== Task brief ==
Once the line containing "Exercise. Point out the white" is found in the listing below, return it and each line after it through the last, exactly as given.

== Material for the task ==
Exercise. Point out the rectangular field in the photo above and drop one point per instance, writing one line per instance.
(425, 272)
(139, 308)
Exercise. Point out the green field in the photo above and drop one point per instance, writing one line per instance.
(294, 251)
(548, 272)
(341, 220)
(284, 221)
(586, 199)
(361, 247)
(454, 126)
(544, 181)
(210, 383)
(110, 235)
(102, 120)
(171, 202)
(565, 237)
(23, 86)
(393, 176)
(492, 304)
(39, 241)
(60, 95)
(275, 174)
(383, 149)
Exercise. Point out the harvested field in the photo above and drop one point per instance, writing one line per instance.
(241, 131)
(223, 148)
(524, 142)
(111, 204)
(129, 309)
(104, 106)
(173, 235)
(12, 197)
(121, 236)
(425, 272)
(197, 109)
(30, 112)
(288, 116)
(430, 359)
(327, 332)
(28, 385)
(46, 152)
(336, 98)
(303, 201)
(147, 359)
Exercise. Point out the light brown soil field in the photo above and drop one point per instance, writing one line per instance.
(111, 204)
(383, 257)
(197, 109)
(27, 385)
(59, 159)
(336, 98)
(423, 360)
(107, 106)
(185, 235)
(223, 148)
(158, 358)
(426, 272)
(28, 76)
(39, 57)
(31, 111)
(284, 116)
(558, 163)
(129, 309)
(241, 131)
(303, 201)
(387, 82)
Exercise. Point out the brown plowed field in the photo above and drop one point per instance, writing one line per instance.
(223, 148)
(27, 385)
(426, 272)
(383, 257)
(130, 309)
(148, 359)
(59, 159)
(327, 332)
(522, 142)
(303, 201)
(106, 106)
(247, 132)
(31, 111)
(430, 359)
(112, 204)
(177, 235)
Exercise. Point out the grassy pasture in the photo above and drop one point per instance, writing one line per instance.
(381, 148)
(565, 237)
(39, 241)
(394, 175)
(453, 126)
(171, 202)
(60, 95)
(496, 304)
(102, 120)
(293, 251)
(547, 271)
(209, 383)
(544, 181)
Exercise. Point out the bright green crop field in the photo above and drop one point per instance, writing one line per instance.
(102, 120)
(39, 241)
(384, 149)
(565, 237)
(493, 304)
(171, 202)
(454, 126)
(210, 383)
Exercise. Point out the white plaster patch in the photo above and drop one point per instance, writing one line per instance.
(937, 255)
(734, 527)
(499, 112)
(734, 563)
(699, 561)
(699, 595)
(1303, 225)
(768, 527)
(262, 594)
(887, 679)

== Worked solution ==
Exercise. Point out the white plaster patch in the photo above and drop one point per instance, writing one line per instance.
(937, 255)
(734, 527)
(499, 112)
(734, 563)
(699, 561)
(699, 595)
(1303, 225)
(768, 527)
(262, 594)
(887, 679)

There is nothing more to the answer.